HealSparseMap File Specification v1.8.0

A HealSparseMap file can be either a standard FITS file or a Parquet dataset. Each provides a way to record the data from a HealSparseMap object for efficient retrieval of individual coverage pixels. This document describes the memory layout of the key components of the HealSparseMap objects, as well as the specific file formats in FITS (HealSparseMap FITS Serialization) and Parquet (HealSparseMap Parquet Serialization).

HealSparseMap Memory Layout

A HealSparseMap object has two primary components, the coverage map and the sparse map.

Terminology

This is a list of terminology used in a HealSparseMap object:

  • nside_sparse: The HEALPix nside for the fine-grained (sparse) map

  • nside_coverage: The HEALPix nside for the coverage map

  • bit_shift: The number of bits to shift to convert from nside_sparse to nside_coverage in the HEALPix NEST scheme. bit_shift = 2*log_2(nside_sparse/nside_coverage).

  • valid_pixels: The list of pixels with defined values (> sentinel) in the sparse map.

  • sentinel: The sentinel value that notes if a pixel is not a valid pixel. Default is hpgeom.UNSEEN for floating-point maps, -MAXINT for integer maps, and 0 for wide mask maps.

  • nfine_per_cov: The number of fine (sparse) pixels per coverage pixel. nfine_per_cov = 2**bit_shift.

  • wide_mask_width: The width of a wide mask, in bytes.

Pixel Lookups

The HealSparseMap file format is derived from the method of encoding fast look-ups of arbitary pixel values using the HEALPix nest pixel scheme.

Given a nest-encoded sparse (high resolution) pixel value, pix_nest, we can compute the coverage (low resolution) pixel value with a simple bit shift operation: ipnest_cov = right_shift(pix_nest, bit_shift), where bit_shift is defined in Terminology.

The sparse map itself is stored in blocks of data, each of which includes nfine_per_cov contiguous pixels for each coverage pixel that contains valid data. To find the location within a given a coverage block, we need to subtract the first fine (sparse) nest pixel value for the given coverage pixel. Therefore, first_pixel = nfine_per_cov*ipnest_cov.

Next, if we have a map of offsets which points to the location of the proper sparse map block, cov_map_raw_offset, we find the look-up index is index = pix_nest - nfine_per_cov*ipnest_cov + cov_map_raw_offset[ipnest_cov]. In practice, we can combine the final terms here. The look-up index is then index = pix_nest + cov_map[ipnest_cov] where cov_map = cov_map_raw_offset[ipnest_cov] - nfine_per_cov*ipnest_cov.

As described in Sparse Map, the first block in the sparse map is special, and is always filled with sentinel values. All cov_map indices for coverage pixels outside the coverage map point to this sentinel block.

Coverage Map

The coverage map encodes the mapping from raw pixel number to location within the sparse map. It is an integer (numpy.int64) map with 12*nside_coverage*nside_coverage values, all of which are filled.

As described in Pixel Lookups, the coverage map contains indices that are offset pointers to the block in the sparse map with associated values for that coverage pixel. An empty HealSparseMap is intialized with the following coverage pixel values, which all point to the first sentinel block in the sparse map.

* **ROWS**:
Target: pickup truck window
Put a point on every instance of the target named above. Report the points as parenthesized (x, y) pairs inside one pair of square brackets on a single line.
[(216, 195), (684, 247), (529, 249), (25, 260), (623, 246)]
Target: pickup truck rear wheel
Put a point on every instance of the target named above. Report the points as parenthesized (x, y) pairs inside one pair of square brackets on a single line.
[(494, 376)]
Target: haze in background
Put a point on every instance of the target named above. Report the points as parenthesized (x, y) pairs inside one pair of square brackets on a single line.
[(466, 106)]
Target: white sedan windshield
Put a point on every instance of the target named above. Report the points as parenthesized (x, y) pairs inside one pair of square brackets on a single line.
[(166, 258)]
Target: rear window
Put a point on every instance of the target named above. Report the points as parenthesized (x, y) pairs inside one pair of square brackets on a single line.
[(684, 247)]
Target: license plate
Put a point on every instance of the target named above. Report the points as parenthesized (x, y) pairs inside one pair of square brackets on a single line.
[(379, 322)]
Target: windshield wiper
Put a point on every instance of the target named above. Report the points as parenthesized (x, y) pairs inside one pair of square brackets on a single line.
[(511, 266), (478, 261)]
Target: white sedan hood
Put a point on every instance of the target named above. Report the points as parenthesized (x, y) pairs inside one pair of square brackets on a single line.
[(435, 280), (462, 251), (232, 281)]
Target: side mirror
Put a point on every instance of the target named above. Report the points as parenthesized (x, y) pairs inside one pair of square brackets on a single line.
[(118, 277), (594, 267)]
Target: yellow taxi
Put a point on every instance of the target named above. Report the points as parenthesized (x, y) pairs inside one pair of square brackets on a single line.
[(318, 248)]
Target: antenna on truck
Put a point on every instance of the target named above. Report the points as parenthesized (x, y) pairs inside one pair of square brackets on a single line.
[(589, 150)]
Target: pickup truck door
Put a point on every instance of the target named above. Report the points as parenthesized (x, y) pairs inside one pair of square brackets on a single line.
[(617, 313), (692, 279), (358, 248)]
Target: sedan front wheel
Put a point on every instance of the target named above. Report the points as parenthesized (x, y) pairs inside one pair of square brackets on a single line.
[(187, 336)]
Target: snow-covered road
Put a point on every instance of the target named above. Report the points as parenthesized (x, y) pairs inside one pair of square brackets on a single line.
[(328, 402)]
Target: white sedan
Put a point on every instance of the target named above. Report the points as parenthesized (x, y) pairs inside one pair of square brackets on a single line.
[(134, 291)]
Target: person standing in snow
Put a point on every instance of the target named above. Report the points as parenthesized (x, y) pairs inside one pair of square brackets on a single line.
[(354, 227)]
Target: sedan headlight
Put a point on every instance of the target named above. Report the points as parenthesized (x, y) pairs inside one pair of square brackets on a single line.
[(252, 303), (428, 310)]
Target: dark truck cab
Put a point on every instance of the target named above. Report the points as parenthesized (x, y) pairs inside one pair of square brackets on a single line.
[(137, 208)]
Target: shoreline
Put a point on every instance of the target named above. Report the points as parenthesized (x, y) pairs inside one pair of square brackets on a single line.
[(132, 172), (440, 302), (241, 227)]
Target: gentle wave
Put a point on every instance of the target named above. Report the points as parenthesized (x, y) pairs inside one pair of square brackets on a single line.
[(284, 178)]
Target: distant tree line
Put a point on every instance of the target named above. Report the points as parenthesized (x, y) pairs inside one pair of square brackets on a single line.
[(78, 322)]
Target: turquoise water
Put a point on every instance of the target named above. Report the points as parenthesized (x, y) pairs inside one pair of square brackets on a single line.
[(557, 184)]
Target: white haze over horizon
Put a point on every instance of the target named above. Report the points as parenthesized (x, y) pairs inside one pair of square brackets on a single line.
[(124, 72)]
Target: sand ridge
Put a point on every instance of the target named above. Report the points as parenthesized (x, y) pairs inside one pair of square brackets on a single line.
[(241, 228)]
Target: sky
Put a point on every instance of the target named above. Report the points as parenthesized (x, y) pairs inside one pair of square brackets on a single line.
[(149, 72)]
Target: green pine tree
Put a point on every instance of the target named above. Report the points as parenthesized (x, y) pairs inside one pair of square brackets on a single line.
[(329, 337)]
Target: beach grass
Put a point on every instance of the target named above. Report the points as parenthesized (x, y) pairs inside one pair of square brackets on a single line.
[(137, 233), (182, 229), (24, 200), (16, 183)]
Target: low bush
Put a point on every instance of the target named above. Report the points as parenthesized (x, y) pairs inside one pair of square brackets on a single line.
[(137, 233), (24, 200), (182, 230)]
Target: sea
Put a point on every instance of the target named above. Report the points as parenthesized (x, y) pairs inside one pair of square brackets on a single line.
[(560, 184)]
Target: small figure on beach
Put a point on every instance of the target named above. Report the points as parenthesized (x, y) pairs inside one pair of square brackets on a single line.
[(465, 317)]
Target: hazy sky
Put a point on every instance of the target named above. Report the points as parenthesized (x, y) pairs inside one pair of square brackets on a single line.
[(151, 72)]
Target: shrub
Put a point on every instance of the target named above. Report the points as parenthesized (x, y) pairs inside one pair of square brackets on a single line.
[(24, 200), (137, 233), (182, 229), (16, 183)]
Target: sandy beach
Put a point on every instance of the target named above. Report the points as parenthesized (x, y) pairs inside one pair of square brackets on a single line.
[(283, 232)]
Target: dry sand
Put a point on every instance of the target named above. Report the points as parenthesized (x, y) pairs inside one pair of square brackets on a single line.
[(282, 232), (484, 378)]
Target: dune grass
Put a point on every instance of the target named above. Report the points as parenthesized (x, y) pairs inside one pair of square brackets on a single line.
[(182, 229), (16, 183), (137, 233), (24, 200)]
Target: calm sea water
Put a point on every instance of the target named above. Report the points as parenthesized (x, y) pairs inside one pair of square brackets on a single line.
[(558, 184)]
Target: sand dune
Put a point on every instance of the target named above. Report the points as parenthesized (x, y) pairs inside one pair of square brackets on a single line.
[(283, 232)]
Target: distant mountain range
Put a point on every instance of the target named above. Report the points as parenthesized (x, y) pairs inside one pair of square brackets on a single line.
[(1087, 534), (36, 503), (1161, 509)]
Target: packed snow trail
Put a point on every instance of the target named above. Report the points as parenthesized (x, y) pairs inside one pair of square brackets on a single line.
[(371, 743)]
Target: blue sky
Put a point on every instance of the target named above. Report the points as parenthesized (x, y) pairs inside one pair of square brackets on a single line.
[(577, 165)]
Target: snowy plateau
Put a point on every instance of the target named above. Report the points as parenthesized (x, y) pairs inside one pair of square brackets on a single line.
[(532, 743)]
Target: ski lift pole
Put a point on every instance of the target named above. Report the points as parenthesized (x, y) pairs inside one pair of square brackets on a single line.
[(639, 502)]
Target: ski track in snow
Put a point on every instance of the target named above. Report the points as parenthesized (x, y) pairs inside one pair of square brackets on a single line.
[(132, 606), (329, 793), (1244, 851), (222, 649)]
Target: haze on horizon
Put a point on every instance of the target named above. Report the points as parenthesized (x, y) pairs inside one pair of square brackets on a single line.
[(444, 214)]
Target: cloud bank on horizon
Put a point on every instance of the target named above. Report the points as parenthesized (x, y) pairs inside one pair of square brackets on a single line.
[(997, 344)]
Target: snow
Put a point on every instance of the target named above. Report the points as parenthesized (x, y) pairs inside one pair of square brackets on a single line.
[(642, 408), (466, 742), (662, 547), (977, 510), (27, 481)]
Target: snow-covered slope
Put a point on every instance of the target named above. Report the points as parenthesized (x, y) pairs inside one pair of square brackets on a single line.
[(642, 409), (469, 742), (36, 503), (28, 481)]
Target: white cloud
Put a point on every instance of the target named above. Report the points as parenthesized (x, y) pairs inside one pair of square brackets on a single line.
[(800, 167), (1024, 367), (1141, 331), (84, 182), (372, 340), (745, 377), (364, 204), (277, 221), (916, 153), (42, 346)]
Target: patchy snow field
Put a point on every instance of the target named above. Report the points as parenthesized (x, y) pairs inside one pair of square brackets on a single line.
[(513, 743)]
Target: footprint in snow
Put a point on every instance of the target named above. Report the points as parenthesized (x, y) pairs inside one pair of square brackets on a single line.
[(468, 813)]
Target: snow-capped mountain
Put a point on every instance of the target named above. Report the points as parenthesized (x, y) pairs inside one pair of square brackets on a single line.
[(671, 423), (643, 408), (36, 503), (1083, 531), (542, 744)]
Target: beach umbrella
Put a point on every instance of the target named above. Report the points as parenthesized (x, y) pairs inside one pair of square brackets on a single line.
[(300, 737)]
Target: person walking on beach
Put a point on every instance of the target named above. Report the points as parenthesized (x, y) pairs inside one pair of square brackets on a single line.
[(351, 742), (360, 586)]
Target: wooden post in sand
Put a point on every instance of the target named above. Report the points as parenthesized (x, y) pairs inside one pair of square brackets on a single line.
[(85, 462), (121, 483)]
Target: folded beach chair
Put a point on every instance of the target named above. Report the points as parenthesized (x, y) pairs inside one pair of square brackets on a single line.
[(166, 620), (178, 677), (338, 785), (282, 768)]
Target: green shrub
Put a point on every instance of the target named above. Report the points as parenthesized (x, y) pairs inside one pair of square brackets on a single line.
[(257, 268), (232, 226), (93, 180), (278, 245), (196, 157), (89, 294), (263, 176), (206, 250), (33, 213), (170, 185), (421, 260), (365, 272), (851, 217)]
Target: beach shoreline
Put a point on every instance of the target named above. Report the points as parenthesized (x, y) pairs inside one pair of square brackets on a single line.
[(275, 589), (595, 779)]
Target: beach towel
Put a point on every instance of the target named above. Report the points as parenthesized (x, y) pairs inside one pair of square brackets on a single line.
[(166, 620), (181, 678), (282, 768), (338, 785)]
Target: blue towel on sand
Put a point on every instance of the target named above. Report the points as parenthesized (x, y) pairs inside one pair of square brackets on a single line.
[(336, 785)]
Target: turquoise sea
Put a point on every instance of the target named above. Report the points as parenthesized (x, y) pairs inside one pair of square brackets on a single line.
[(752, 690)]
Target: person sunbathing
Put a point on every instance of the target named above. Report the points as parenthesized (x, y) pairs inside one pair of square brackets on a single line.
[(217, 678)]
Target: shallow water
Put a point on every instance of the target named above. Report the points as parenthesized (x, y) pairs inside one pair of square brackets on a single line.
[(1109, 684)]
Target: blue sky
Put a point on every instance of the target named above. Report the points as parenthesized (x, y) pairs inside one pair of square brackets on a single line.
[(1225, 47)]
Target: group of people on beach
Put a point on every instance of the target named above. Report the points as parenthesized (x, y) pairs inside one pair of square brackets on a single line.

* **GOALS**:
[A] Repeat the passage of the HealSparseMap file specification starting at "Next, if we" and ending at "this sentinel block.".
[B] Go on with the HealSparseMap file specification, picking up after its final sentence.

* **ANSWERS BY TASK**:
[A]
Next, if we have a map of offsets which points to the location of the proper sparse map block, cov_map_raw_offset, we find the look-up index is index = pix_nest - nfine_per_cov*ipnest_cov + cov_map_raw_offset[ipnest_cov]. In practice, we can combine the final terms here. The look-up index is then index = pix_nest + cov_map[ipnest_cov] where cov_map = cov_map_raw_offset[ipnest_cov] - nfine_per_cov*ipnest_cov.

As described in Sparse Map, the first block in the sparse map is special, and is always filled with sentinel values. All cov_map indices for coverage pixels outside the coverage map point to this sentinel block.

[B]
import numpy as np
import hpgeom as hpg

cov_map[:] = -1*np.arange(hpg.nside_to_npixel(nside_coverage), dtype=np.int64)*nfine_per_cov

Sparse Map

The sparse map contains the map data, split into blocks, each of which is nfine_per_cov elements long. The first block is special, and is always filled with sentinel values.

The following datatypes are allowed:

  • 1-byte unsigned integer (numpy.uint8)

  • 1-byte signed integer (numpy.int8)

  • 2-byte unsigned integer (numpy.uint16)

  • 2-byte signed integer (numpy.int16)

  • 4-byte unsigned integer (numpy.uint32)

  • 4-byte signed integer (numpy.uint32)

  • 8-byte signed integer (numpy.int64)

  • 4-byte floating point (numpy.float32)

  • 8-byte floating point (numpy.float64)

  • Numpy record array of numeric types that can be serialized with FITS

  • The WIDE_MASK special encoding

Sparse Map Image

If the sparse map is a single datatype, it is held in memory as a one-dimensional image array. The first block of nfine_per_cov values are set to sentinel. Each additional block of nfine_per_cov is associated with a single element in the coverage map. These blocks may be in any arbitrary order, allowing for easy appending of new coverage pixels. All invalid pixels must be set to sentinel.

Sparse Map Wide Mask

If the sparse map is a wide mask map, the sparse map is held in memory as a wide_mask_width * npix array. The sentinel value for wide masks must be 0, and all invalid pixels must be set to 0.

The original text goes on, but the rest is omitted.